(Spatial localization data)
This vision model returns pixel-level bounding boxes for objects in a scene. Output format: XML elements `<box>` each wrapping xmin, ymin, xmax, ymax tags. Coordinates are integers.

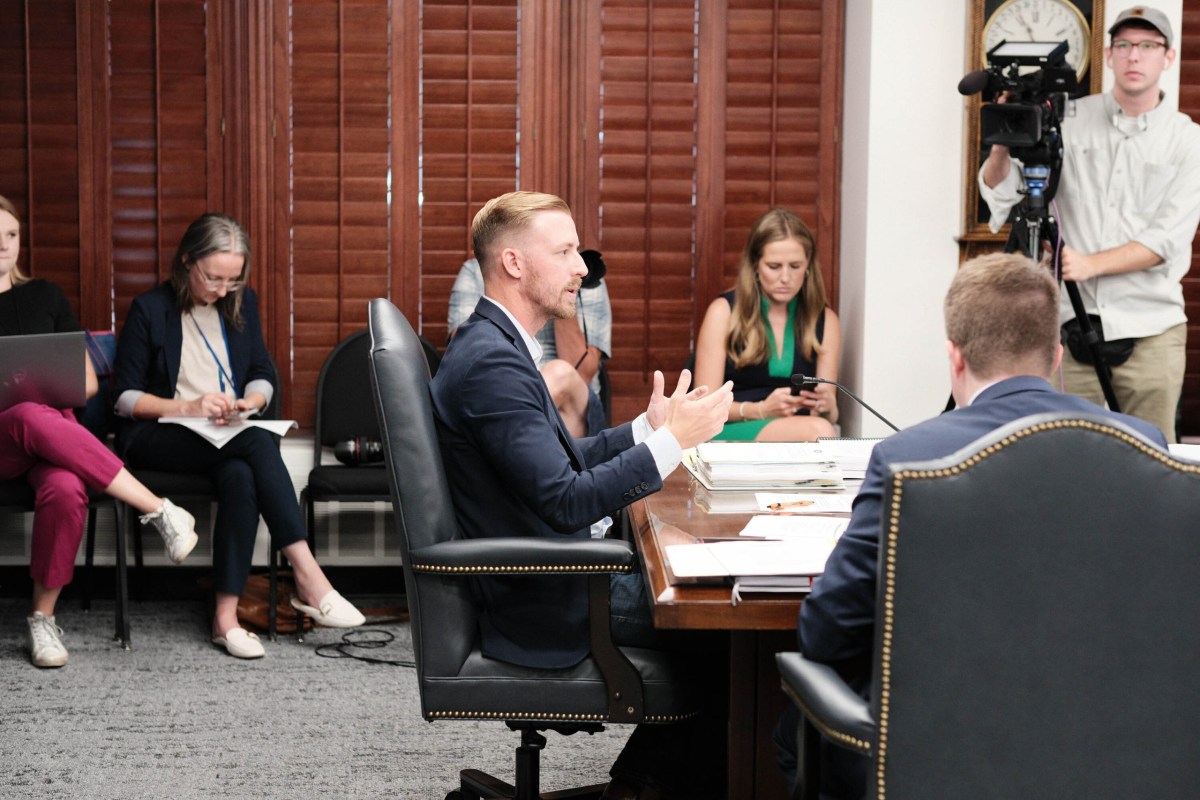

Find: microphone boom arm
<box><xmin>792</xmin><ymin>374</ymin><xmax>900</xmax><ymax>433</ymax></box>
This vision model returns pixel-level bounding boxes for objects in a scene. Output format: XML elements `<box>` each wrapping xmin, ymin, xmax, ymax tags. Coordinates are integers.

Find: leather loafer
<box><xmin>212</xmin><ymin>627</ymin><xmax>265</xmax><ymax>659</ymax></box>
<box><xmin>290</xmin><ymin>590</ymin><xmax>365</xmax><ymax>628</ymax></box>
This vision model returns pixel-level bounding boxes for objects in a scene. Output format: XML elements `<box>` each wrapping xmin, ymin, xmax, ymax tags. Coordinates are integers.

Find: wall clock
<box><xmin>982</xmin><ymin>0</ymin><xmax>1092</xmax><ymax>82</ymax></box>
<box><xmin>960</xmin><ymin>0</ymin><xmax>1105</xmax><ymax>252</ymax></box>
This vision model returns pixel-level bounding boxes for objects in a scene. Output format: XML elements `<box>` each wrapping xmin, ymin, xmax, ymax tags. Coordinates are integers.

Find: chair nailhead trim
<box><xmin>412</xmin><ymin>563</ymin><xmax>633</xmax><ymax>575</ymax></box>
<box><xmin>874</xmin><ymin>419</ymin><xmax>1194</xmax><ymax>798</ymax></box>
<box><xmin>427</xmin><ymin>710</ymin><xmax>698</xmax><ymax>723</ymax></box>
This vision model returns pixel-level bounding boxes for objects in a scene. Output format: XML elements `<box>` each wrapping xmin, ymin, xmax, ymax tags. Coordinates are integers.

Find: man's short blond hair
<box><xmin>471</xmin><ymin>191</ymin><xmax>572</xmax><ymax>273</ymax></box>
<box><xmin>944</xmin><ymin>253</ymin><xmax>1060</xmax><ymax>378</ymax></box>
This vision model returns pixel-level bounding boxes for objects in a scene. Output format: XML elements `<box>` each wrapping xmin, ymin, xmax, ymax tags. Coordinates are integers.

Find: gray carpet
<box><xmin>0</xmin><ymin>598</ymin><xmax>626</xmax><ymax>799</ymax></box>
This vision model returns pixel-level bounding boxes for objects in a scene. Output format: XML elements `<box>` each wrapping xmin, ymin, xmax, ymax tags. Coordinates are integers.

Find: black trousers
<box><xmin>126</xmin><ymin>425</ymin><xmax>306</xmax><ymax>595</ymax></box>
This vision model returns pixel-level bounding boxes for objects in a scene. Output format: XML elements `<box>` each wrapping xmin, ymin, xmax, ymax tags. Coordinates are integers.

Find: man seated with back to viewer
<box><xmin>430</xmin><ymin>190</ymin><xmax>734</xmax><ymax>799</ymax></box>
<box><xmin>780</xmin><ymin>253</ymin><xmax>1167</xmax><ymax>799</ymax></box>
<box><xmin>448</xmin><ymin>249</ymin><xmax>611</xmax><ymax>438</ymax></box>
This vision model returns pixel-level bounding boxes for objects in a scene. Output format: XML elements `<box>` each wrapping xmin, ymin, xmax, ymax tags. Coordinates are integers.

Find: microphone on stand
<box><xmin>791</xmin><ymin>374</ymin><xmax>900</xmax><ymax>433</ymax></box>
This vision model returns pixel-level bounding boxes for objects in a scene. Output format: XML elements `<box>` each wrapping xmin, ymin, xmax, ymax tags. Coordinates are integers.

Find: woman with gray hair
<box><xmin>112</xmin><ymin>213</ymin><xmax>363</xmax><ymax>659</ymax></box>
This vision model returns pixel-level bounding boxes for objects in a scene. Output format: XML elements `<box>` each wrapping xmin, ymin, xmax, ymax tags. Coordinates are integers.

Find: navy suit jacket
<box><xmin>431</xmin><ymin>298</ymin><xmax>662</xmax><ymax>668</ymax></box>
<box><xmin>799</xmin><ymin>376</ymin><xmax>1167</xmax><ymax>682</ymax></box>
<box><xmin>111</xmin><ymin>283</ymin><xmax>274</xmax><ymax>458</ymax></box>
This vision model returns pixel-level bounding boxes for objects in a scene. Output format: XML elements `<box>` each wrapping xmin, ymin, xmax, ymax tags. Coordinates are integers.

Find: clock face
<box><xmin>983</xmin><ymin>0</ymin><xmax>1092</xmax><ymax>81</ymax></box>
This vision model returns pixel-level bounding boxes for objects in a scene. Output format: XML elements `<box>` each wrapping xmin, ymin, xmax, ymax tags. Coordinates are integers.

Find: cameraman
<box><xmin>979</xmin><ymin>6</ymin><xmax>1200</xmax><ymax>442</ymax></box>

## TASK STATEMENT
Without the pictures, write out every entry exactly as it appears.

## RESPONSE BOX
This vision model returns pixel-level bounding boxes for objects in a scene. Output format: XML elements `<box>` each wrapping xmin, ymin, xmax, ymax tags. Coordinates are integers.


Find: microphone boom arm
<box><xmin>792</xmin><ymin>374</ymin><xmax>900</xmax><ymax>433</ymax></box>
This vision model returns pixel-level bounding boxes for objects in a scene. Output format: XML elements `<box>` each wrapping xmin, ymin, xmax, ymax tags. Coordinates are integers.

Find: leather loafer
<box><xmin>212</xmin><ymin>627</ymin><xmax>265</xmax><ymax>659</ymax></box>
<box><xmin>290</xmin><ymin>590</ymin><xmax>365</xmax><ymax>628</ymax></box>
This vision model returns pixel-level bounding boxes for objects in a scene. Output format: XML elements `<box>` each wrapping xmin, ymin, xmax, ymax tags. Coordinates are integers.

Find: wall clock
<box><xmin>982</xmin><ymin>0</ymin><xmax>1092</xmax><ymax>82</ymax></box>
<box><xmin>960</xmin><ymin>0</ymin><xmax>1105</xmax><ymax>252</ymax></box>
This vision model returns pixel-level bounding boxes for objects in a scene. Output format: XML elements `<box>` each wrapping xmin, ymin, xmax, ymax tags. Coordinates are integers.

Find: chair nailhead trim
<box><xmin>412</xmin><ymin>563</ymin><xmax>633</xmax><ymax>575</ymax></box>
<box><xmin>874</xmin><ymin>419</ymin><xmax>1194</xmax><ymax>798</ymax></box>
<box><xmin>427</xmin><ymin>710</ymin><xmax>698</xmax><ymax>723</ymax></box>
This vision model returns pixel-level bounding boxes for objects in a scene. Output format: XML elements `<box>` each wrapping xmin, ymin, xmax, ymax tags. Coordinates are integers.

Find: man's short blond hair
<box><xmin>471</xmin><ymin>191</ymin><xmax>572</xmax><ymax>273</ymax></box>
<box><xmin>944</xmin><ymin>253</ymin><xmax>1060</xmax><ymax>378</ymax></box>
This vision model returns pixel-level bounding boxes for objects in a scene. Output format: XML elements `<box>` each wrapping xmin, ymin, xmax, ymax tags. Coordinates are integers.

Find: gray carpet
<box><xmin>0</xmin><ymin>598</ymin><xmax>626</xmax><ymax>799</ymax></box>
This vision model returns pixel-level bounding boxes for objects in a scene. Output format: XML elements `<box>` each wrapping xmin, ymin, xmax, ymax tags. Coordinates are integers.

Find: black trousers
<box><xmin>126</xmin><ymin>425</ymin><xmax>306</xmax><ymax>595</ymax></box>
This vision model returns pixel-level bounding boxes for objects in a scene. Output format: XML elements `<box>` each wrapping xmin, ymin, xmax, ymax tags. Coordinates are integers.

Find: man seated with back to viewer
<box><xmin>430</xmin><ymin>190</ymin><xmax>734</xmax><ymax>799</ymax></box>
<box><xmin>780</xmin><ymin>253</ymin><xmax>1167</xmax><ymax>799</ymax></box>
<box><xmin>448</xmin><ymin>249</ymin><xmax>611</xmax><ymax>438</ymax></box>
This vision model returns pixel-level bounding boxes for objects in a scene. Output format: XML elements `<box>` each wrapping xmin, ymin, xmax, ymax tags. Coordinates are integers.

Find: microphone on stand
<box><xmin>791</xmin><ymin>374</ymin><xmax>900</xmax><ymax>433</ymax></box>
This vision model returns pixel-level bounding boxes for objects in a scene. Output format: XML elements `<box>` each wrapping xmin, ymin, xmax, ymax tags. Coordinates are integers.

Find: woman with gray hair
<box><xmin>112</xmin><ymin>213</ymin><xmax>363</xmax><ymax>659</ymax></box>
This vision model returns pixel-level bounding boxes for objects in a scene. Output format: XML elements `<box>` each wrapping xmin, ymin, xmax, ymax tags. Coordinates are integers.

Find: navy suit jacket
<box><xmin>431</xmin><ymin>298</ymin><xmax>662</xmax><ymax>668</ymax></box>
<box><xmin>799</xmin><ymin>376</ymin><xmax>1167</xmax><ymax>682</ymax></box>
<box><xmin>111</xmin><ymin>283</ymin><xmax>274</xmax><ymax>458</ymax></box>
This vision model returns pixel-level bounding boxes for objects in a scene. Output format: XML elements `<box>` each wrapping xmin, ymin, xmax, ymax tags. Coordinates are integers.

Find: clock face
<box><xmin>983</xmin><ymin>0</ymin><xmax>1092</xmax><ymax>81</ymax></box>
This vision model returns pixel-level bounding boxes for objects in a scene. Output format: XML elements `<box>` each wrapping xmin, ymin, xmax, ymax tags. Coordinates are integers.

Find: cameraman
<box><xmin>979</xmin><ymin>6</ymin><xmax>1200</xmax><ymax>442</ymax></box>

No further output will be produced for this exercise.